======== Data shown ========

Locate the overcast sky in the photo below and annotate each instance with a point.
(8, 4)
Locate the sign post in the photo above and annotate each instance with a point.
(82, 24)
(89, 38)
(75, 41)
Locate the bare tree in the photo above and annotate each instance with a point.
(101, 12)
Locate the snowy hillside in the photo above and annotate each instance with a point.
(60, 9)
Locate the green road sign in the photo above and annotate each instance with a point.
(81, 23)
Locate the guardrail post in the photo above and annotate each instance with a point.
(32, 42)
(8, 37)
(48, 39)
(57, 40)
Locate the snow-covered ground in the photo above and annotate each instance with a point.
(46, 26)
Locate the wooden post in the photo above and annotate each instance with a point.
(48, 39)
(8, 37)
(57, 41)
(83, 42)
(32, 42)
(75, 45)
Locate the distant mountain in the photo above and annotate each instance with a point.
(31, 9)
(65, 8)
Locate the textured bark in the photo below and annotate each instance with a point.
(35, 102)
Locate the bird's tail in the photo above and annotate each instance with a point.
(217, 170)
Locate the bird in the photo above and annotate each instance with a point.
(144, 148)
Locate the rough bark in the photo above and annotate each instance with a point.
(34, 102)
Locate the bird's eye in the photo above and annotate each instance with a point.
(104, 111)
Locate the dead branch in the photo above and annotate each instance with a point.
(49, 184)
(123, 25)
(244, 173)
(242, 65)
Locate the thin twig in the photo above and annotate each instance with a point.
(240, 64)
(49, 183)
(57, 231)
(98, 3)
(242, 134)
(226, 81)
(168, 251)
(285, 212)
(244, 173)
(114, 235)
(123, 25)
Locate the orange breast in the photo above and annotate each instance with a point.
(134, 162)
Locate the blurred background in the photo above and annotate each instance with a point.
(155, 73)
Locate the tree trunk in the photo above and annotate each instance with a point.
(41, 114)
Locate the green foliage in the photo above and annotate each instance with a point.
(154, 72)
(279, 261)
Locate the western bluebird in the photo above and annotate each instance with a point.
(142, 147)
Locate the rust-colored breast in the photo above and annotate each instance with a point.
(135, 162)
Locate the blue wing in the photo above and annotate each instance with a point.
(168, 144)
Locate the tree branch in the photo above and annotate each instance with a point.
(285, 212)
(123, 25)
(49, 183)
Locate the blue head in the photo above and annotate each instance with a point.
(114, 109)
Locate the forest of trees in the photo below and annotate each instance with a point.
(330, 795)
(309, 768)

========

Problem statement ::
Reproduce only the lines of the material from the one containing "Locate the tree branch" through its final line, substituting "mark" for "annotate" wherever it occurs and leaving everything else unchanged.

Solution to the exercise ::
Locate the tree branch in the photo above and mark each instance with a point.
(285, 212)
(123, 25)
(49, 183)
Locate the blue head in the photo above and mark each instance with a point.
(114, 109)
Locate the forest of trees in the photo below and mark each instance with a point.
(330, 795)
(309, 768)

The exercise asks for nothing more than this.